* _Texto proporcionado_
※ ※ ※
Desde las compras por catálogo a través de internet hasta las cirugías operadas a control remoto, la tecnología le ha abierto al hombre posibilidades que quizás sólo soñaban los ilusos autores de ciencia ficción.
Sin embargo, las grandes transformaciones científicas no han asegurado que este sea un siglo más civilizado y armónico que los anteriores. Por un lado, los conflictos mundiales han dejado secuelas escalofriantes para la historia de la raza humana (ver recuadro). Por el otro, la despiadada velocidad con la que los propios avances tecnológicos van ensanchando el abismo entre las naciones ricas y pobres, es una realidad que no deja de ser desconcertante. Sin duda solucionar esta dicotomía será uno de lso grandes retos del próximo siglo.

El lado oscuro
Ninguna era de la humanidad tuvo tantos avances científicos en tan poco tiempo como el siglo que está a punto de terminar. Es posible decir que la ciencia cambió más en los últimos 90 años que en el resto de la historia. Sin embargo, también es posible decir que nunca antes el género humano había presenciado una época de mayor barbarie.
※ ※ ※
* _Entradas extraídas_
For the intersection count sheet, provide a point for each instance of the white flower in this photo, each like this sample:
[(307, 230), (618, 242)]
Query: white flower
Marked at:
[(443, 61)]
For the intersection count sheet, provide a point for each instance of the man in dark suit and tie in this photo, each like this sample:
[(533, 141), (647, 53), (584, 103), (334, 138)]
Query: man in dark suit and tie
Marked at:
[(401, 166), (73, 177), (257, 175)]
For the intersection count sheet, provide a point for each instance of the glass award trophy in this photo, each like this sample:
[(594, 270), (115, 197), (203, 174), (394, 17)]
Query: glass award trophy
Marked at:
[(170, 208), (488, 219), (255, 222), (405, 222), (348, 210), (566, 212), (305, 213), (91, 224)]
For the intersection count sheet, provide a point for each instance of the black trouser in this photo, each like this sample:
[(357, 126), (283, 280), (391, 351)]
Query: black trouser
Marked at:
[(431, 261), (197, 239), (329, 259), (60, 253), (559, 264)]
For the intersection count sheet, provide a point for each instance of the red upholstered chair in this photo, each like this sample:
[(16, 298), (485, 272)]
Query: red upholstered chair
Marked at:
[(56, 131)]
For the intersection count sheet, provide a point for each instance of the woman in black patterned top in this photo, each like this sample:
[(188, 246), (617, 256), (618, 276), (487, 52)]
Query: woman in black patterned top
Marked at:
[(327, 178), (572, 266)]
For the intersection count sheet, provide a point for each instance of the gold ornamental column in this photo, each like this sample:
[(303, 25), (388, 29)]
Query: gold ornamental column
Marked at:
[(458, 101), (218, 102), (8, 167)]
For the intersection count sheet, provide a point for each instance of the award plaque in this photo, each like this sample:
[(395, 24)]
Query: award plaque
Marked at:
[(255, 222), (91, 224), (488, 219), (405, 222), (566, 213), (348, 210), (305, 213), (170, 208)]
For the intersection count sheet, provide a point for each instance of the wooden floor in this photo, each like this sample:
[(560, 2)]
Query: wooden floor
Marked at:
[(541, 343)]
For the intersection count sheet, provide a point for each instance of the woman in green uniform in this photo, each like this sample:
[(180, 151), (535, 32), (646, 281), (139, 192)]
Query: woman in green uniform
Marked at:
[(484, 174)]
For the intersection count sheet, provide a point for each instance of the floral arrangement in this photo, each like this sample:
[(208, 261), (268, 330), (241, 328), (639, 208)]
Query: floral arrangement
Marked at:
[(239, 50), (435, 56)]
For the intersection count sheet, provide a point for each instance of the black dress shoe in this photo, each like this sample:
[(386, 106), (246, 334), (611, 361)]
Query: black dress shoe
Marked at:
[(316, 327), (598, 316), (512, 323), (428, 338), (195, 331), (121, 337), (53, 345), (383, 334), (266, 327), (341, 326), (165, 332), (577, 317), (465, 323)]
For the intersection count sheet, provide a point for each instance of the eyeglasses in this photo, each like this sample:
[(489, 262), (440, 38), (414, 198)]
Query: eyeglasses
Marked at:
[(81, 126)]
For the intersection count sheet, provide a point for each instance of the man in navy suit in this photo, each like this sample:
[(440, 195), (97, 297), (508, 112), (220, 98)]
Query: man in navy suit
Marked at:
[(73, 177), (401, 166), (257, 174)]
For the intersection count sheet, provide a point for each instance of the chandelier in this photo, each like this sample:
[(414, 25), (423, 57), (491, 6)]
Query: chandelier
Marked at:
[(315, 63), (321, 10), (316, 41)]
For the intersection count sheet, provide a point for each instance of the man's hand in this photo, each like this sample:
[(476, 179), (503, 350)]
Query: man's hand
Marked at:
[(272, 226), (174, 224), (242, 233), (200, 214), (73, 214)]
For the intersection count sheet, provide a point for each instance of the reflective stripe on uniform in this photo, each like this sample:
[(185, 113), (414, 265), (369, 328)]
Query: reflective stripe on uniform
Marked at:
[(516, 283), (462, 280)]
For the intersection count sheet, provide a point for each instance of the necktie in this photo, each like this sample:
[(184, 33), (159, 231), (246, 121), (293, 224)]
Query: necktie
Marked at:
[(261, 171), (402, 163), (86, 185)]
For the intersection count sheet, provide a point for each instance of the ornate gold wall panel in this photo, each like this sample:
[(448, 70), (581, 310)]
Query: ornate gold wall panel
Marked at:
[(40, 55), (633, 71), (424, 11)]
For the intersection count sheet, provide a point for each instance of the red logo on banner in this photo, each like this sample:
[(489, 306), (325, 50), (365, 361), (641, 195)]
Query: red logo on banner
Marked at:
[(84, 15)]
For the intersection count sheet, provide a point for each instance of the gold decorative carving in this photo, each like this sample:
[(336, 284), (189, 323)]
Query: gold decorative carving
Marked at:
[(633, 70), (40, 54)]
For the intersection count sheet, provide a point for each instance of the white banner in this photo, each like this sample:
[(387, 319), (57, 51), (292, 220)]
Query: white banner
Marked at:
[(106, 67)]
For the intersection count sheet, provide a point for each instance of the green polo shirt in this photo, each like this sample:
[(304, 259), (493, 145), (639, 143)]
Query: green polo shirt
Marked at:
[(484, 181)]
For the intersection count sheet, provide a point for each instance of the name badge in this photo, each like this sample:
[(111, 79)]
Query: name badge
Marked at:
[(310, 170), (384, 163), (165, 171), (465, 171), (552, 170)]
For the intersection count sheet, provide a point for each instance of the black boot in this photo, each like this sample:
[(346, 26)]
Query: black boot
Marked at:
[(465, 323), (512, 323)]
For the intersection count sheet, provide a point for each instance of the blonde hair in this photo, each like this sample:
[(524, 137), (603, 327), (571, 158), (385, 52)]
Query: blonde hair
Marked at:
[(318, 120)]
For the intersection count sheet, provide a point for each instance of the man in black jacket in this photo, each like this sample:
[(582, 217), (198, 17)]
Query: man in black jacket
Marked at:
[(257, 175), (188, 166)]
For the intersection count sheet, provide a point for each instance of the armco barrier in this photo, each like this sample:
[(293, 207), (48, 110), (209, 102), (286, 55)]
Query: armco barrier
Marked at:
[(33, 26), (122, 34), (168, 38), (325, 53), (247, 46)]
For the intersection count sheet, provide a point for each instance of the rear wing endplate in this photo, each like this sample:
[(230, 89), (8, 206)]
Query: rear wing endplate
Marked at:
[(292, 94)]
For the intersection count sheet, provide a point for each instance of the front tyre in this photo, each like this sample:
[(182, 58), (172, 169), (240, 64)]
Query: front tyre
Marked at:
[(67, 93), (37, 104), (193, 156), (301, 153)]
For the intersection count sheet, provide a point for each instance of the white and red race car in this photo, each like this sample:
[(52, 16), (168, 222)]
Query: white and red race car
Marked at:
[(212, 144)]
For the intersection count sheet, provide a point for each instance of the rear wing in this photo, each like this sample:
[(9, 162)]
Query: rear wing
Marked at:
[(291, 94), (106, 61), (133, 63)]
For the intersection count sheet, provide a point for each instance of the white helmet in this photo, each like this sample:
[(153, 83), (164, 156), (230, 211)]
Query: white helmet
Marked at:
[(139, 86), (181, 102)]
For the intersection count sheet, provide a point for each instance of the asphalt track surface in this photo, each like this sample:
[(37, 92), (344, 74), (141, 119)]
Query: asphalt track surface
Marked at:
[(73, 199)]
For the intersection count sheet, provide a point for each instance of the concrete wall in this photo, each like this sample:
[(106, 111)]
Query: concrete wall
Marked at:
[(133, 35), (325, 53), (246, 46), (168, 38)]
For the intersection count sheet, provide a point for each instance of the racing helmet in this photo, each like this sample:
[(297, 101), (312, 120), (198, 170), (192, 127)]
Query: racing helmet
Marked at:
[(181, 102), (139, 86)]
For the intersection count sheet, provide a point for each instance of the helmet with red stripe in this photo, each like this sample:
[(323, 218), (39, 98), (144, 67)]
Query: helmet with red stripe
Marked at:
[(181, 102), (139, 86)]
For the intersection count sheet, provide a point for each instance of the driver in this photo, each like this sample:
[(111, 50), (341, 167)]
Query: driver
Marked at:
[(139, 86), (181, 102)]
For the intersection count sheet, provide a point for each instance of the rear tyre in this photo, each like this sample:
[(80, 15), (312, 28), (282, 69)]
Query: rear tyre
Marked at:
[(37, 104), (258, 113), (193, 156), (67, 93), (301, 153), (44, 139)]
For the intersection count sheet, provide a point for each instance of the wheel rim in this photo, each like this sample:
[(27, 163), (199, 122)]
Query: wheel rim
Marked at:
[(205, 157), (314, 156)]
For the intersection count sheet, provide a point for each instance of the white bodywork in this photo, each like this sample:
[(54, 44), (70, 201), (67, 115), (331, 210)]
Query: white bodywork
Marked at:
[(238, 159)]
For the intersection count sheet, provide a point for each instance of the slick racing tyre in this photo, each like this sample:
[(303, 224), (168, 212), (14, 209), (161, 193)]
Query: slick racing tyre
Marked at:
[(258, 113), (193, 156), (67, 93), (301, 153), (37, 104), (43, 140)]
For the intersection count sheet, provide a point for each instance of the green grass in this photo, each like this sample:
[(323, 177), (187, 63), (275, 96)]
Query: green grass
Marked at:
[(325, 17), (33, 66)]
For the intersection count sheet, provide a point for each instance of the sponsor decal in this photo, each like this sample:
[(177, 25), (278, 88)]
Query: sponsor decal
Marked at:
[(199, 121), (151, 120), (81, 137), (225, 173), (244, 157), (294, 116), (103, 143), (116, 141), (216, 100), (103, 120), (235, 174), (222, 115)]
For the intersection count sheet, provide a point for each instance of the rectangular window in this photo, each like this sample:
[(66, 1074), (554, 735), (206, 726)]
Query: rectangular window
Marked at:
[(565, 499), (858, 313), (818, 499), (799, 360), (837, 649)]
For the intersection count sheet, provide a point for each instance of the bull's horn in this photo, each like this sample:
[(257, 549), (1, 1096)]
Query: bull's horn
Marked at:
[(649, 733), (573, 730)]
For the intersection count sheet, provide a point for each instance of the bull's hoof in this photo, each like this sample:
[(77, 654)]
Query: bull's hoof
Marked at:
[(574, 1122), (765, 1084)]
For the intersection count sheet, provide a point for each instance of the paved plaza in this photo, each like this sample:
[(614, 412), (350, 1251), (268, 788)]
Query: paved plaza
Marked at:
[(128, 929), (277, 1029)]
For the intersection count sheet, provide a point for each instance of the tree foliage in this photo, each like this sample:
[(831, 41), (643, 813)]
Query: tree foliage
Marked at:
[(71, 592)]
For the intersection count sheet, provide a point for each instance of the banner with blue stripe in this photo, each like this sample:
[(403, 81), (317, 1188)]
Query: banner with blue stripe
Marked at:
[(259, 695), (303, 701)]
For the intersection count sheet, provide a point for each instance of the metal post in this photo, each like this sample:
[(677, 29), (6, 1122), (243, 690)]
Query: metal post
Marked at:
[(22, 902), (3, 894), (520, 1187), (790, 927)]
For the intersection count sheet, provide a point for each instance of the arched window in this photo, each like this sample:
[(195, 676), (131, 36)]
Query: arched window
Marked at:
※ ※ ※
Continúa el texto sobre los avances científicos del siglo a partir de su última oración. Las entradas no guardan relación con el texto sobre los avances científicos del siglo.

Las guerras han acompañado al siglo desde su propio comienzo y en todas las latitudes. En los cinco continentes los ejemplos abundan. En Africa, la guerra de los bóers, que enfrentó a los colonos de origen holandés y alemán con la potencia colonial británica causó más de 300.000 muertos en una población que escasamente llegaba al millón. Y ese era apenas un abrebocas de lo que habría de venir en un siglo marcado por el rojo de la sangre.
La Primera Guerra Mundial, también llamada la Guerra Europea, anunciada en esa época como el conflicto que acabaría definitivamente con todas las guerras, no sólo causó la muerte de 10 millones de personas, sino que dejó sentadas las bases para el conflicto que asolaría, esta vez sí, al mundo entero. La Segunda Guerra Mundial, precedida por un sangriento conflicto civil que mató a un millón de españoles, arrojaría un saldo estremecedor: 54 millones de personas muertas y una destrucción generalizada que tardaría varias generaciones en ser superada. El Holocausto de seis millones de judíos quedó en los anales de la historia como el mayor símbolo de la barbarie humana. Y la bomba atómica, resultante por excelencia del avance de la ciencia en el siglo, marcó la vida de miles de millones de personas que vivieron en el temor de una conflagración planetaria durante décadas.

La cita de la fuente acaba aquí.